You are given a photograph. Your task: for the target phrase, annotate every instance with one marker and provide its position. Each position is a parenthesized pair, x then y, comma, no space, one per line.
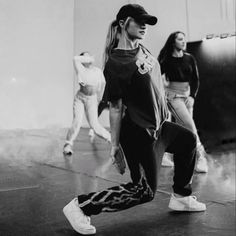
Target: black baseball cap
(137,12)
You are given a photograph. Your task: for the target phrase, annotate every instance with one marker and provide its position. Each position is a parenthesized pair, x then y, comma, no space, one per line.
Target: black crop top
(182,69)
(134,76)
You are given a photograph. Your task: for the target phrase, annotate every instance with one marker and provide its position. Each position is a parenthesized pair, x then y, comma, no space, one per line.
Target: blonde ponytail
(111,40)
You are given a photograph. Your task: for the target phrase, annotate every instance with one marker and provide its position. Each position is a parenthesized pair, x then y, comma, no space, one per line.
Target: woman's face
(136,30)
(180,42)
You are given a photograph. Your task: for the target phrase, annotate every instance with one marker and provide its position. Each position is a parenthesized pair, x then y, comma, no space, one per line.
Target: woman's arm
(79,67)
(194,83)
(116,109)
(165,80)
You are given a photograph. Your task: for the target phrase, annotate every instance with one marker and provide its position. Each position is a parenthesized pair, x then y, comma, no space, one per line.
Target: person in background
(91,81)
(181,78)
(101,107)
(134,80)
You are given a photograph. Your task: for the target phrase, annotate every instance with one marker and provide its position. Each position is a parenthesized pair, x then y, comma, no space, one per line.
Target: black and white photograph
(117,117)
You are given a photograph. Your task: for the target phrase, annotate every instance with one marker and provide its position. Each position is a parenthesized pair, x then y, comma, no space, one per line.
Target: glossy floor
(36,181)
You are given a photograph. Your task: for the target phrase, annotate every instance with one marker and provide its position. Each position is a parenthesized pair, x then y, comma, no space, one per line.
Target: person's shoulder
(188,55)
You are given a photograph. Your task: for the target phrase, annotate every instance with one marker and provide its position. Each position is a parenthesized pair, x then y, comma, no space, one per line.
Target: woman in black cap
(134,82)
(180,72)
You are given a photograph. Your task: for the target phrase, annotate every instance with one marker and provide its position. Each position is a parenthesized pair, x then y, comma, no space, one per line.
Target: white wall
(93,17)
(36,75)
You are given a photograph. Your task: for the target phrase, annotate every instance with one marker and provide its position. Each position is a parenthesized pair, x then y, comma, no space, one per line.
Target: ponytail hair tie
(114,23)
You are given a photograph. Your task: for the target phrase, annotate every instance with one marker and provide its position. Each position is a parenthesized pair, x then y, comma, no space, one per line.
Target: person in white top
(91,82)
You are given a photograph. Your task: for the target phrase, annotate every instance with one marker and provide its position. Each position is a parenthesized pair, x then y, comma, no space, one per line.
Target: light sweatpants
(182,112)
(88,105)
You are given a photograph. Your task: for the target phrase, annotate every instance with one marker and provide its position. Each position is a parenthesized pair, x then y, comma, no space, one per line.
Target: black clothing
(182,69)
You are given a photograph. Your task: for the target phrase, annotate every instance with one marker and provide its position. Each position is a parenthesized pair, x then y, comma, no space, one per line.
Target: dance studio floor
(37,181)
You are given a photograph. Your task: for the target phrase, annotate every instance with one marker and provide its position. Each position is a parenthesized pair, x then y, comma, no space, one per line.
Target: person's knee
(192,139)
(148,195)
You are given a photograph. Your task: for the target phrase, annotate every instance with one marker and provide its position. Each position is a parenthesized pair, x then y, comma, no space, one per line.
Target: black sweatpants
(144,155)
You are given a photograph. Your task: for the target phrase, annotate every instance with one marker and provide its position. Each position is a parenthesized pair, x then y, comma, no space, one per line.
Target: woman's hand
(118,159)
(114,151)
(190,101)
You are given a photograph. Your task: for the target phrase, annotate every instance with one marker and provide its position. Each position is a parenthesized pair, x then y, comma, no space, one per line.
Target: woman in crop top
(91,81)
(134,81)
(182,82)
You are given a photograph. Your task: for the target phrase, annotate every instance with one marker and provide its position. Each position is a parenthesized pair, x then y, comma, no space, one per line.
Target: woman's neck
(177,53)
(127,43)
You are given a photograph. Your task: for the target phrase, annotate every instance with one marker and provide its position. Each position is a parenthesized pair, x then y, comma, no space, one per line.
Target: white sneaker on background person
(167,160)
(67,149)
(91,135)
(188,203)
(78,220)
(201,165)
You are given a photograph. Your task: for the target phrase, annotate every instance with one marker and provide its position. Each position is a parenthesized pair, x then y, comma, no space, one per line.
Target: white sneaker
(78,220)
(166,160)
(67,150)
(189,203)
(201,166)
(91,135)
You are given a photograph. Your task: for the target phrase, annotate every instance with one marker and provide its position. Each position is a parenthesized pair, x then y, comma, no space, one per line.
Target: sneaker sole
(186,209)
(79,230)
(68,153)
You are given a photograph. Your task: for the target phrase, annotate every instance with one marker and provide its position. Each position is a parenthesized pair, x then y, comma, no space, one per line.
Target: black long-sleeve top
(182,69)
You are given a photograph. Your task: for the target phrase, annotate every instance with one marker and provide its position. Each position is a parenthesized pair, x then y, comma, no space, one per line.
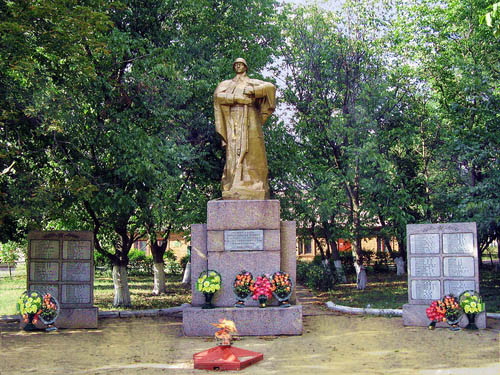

_What the task requires_.
Pull out every line of the listing that contains the word "background", copying each one in full.

_Solution for this task_.
Target: person in background
Target: white sneaker on background person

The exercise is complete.